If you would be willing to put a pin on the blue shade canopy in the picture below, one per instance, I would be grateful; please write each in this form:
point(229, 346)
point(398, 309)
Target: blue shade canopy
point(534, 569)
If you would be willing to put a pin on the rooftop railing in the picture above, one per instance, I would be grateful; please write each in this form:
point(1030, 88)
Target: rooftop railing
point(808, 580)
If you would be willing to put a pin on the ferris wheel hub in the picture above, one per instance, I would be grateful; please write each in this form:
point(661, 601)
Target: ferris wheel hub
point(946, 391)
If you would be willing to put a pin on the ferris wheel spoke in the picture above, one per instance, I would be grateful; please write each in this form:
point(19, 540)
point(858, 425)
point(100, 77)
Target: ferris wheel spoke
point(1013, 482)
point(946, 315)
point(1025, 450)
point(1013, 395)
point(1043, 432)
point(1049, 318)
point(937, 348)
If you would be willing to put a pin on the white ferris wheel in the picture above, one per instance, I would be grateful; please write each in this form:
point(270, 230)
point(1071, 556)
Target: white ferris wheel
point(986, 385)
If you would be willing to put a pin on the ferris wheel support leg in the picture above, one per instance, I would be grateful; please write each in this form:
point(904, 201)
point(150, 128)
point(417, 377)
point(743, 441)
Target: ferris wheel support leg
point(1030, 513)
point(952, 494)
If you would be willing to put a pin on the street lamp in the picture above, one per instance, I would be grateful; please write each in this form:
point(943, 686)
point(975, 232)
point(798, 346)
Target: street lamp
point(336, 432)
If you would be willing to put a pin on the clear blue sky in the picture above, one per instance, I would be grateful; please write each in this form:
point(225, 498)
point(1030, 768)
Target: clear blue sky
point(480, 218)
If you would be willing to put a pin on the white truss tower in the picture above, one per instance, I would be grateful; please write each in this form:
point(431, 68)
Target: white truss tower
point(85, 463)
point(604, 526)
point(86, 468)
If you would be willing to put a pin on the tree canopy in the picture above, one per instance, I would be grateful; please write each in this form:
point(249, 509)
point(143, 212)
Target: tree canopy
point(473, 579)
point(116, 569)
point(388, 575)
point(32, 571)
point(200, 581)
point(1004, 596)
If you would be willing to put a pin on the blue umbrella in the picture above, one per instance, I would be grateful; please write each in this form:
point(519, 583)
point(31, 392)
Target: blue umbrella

* [What the task asks] Copy out the data above word for word, starting at the line containing "on the clear" and continuing to the end of the data, with both the first and last lines included.

* [Result of the task]
If you would be willing to put a pin on the clear blue sky in the picture above, one per instance, I would be grateful; please write each in this form:
point(225, 498)
point(1030, 768)
Target: clear blue sky
point(480, 218)
If you would be willing to put a pin on the white truss tower in the picture above, one per instance, I would be grateful; please write each in this form:
point(431, 68)
Target: white truss tower
point(85, 463)
point(604, 526)
point(86, 468)
If you would be willing to put a pin on the tree canopy in the picture above, one per instance, I would be grateful; please write each in this form:
point(249, 509)
point(143, 212)
Target: tree canopy
point(473, 579)
point(116, 569)
point(388, 575)
point(32, 571)
point(200, 581)
point(1004, 596)
If you would be willing to put a pin on the blue umbrella in the picture above, one per instance, I would be grateful; please write each in this form:
point(519, 583)
point(31, 392)
Target: blue umbrella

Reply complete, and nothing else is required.